Land of Fate
- Genre: Role-playing games
- Publisher: TSR
- Publication date: 1992
- Media type: Boxed set

= Land of Fate =

Tabletop role-playing game supplement

Land of Fate is an accessory for the 2nd edition of the Advanced Dungeons & Dragons fantasy role-playing game, published in 1992.

==Contents==
The Land of Fate set described the fictional land of Zakhara in the Al-Qadim campaign setting at length. Land of Fate describes the maps, geography, routines of daily life, fashion, customs, organizations, class status, the legal system, magical items, languages, calendars, 12 different desert tribes, 17 deities or deity types, and 27 city writeups in the "Adventurer’s Guide to Zakhara," along with DM-only secrets for each city in the "Fortunes and Fates" book.

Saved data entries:
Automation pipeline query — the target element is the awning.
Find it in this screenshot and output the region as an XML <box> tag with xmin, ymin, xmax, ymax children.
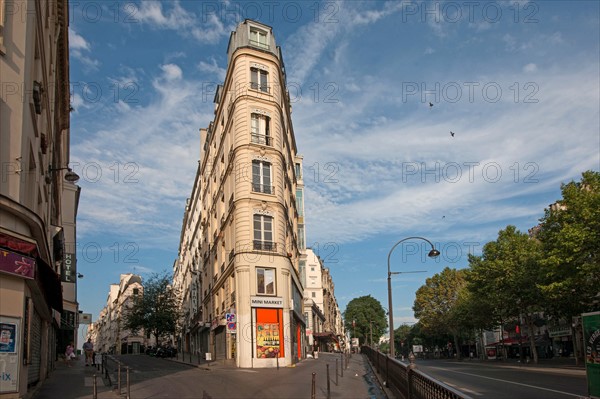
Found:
<box><xmin>35</xmin><ymin>257</ymin><xmax>63</xmax><ymax>312</ymax></box>
<box><xmin>313</xmin><ymin>332</ymin><xmax>338</xmax><ymax>342</ymax></box>
<box><xmin>486</xmin><ymin>335</ymin><xmax>529</xmax><ymax>347</ymax></box>
<box><xmin>0</xmin><ymin>232</ymin><xmax>63</xmax><ymax>312</ymax></box>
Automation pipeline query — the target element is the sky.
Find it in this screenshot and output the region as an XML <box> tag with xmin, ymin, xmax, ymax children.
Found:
<box><xmin>69</xmin><ymin>0</ymin><xmax>600</xmax><ymax>344</ymax></box>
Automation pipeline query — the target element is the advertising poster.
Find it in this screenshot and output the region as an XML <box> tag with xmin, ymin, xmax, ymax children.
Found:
<box><xmin>256</xmin><ymin>323</ymin><xmax>279</xmax><ymax>359</ymax></box>
<box><xmin>0</xmin><ymin>316</ymin><xmax>20</xmax><ymax>394</ymax></box>
<box><xmin>581</xmin><ymin>312</ymin><xmax>600</xmax><ymax>399</ymax></box>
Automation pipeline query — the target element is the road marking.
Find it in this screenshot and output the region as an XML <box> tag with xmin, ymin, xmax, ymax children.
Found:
<box><xmin>431</xmin><ymin>367</ymin><xmax>581</xmax><ymax>398</ymax></box>
<box><xmin>442</xmin><ymin>381</ymin><xmax>483</xmax><ymax>396</ymax></box>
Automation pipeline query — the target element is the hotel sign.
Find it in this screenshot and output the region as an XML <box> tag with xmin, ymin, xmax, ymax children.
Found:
<box><xmin>0</xmin><ymin>249</ymin><xmax>35</xmax><ymax>279</ymax></box>
<box><xmin>250</xmin><ymin>296</ymin><xmax>283</xmax><ymax>309</ymax></box>
<box><xmin>61</xmin><ymin>253</ymin><xmax>76</xmax><ymax>283</ymax></box>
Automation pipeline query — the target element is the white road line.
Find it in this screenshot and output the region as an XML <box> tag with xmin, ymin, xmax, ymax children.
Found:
<box><xmin>442</xmin><ymin>381</ymin><xmax>483</xmax><ymax>396</ymax></box>
<box><xmin>431</xmin><ymin>367</ymin><xmax>581</xmax><ymax>398</ymax></box>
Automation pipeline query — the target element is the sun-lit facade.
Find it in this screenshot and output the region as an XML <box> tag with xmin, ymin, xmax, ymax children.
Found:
<box><xmin>174</xmin><ymin>20</ymin><xmax>305</xmax><ymax>367</ymax></box>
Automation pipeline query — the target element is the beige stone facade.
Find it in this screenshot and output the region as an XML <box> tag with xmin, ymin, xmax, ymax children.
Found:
<box><xmin>174</xmin><ymin>20</ymin><xmax>305</xmax><ymax>367</ymax></box>
<box><xmin>87</xmin><ymin>273</ymin><xmax>150</xmax><ymax>354</ymax></box>
<box><xmin>0</xmin><ymin>0</ymin><xmax>79</xmax><ymax>398</ymax></box>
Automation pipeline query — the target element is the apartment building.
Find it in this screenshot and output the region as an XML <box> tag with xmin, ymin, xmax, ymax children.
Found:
<box><xmin>174</xmin><ymin>20</ymin><xmax>305</xmax><ymax>367</ymax></box>
<box><xmin>0</xmin><ymin>0</ymin><xmax>79</xmax><ymax>398</ymax></box>
<box><xmin>304</xmin><ymin>248</ymin><xmax>346</xmax><ymax>351</ymax></box>
<box><xmin>87</xmin><ymin>273</ymin><xmax>149</xmax><ymax>354</ymax></box>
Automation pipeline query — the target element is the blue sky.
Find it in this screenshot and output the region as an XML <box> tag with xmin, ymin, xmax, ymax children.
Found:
<box><xmin>69</xmin><ymin>1</ymin><xmax>600</xmax><ymax>340</ymax></box>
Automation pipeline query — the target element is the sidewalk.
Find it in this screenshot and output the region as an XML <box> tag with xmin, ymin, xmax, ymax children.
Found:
<box><xmin>30</xmin><ymin>356</ymin><xmax>117</xmax><ymax>399</ymax></box>
<box><xmin>170</xmin><ymin>352</ymin><xmax>386</xmax><ymax>399</ymax></box>
<box><xmin>165</xmin><ymin>352</ymin><xmax>236</xmax><ymax>370</ymax></box>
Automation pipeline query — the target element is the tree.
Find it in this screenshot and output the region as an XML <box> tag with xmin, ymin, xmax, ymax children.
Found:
<box><xmin>536</xmin><ymin>171</ymin><xmax>600</xmax><ymax>318</ymax></box>
<box><xmin>344</xmin><ymin>295</ymin><xmax>387</xmax><ymax>343</ymax></box>
<box><xmin>467</xmin><ymin>226</ymin><xmax>544</xmax><ymax>363</ymax></box>
<box><xmin>125</xmin><ymin>271</ymin><xmax>181</xmax><ymax>344</ymax></box>
<box><xmin>413</xmin><ymin>267</ymin><xmax>466</xmax><ymax>357</ymax></box>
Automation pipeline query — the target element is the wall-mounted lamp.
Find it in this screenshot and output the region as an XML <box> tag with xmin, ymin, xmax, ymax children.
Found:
<box><xmin>33</xmin><ymin>80</ymin><xmax>44</xmax><ymax>115</ymax></box>
<box><xmin>48</xmin><ymin>167</ymin><xmax>79</xmax><ymax>183</ymax></box>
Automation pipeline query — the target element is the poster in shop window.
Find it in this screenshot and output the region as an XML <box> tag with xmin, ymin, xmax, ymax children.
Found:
<box><xmin>0</xmin><ymin>316</ymin><xmax>20</xmax><ymax>394</ymax></box>
<box><xmin>256</xmin><ymin>323</ymin><xmax>279</xmax><ymax>359</ymax></box>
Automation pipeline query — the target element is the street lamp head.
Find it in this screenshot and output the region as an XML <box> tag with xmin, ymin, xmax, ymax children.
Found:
<box><xmin>427</xmin><ymin>248</ymin><xmax>440</xmax><ymax>258</ymax></box>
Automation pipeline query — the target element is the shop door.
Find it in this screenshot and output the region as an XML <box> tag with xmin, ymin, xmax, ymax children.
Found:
<box><xmin>215</xmin><ymin>327</ymin><xmax>227</xmax><ymax>360</ymax></box>
<box><xmin>27</xmin><ymin>309</ymin><xmax>42</xmax><ymax>385</ymax></box>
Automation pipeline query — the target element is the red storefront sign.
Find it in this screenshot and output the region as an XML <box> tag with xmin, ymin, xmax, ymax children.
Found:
<box><xmin>0</xmin><ymin>249</ymin><xmax>35</xmax><ymax>279</ymax></box>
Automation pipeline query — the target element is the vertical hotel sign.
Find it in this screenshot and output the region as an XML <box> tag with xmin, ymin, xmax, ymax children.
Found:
<box><xmin>61</xmin><ymin>253</ymin><xmax>76</xmax><ymax>283</ymax></box>
<box><xmin>0</xmin><ymin>249</ymin><xmax>35</xmax><ymax>279</ymax></box>
<box><xmin>581</xmin><ymin>312</ymin><xmax>600</xmax><ymax>399</ymax></box>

WHAT YOU NEED TO DO>
In the Land of Fate description, how many desert tribes does the set cover? Rely only on the Land of Fate description to answer.

RESPONSE>
12 different desert tribes.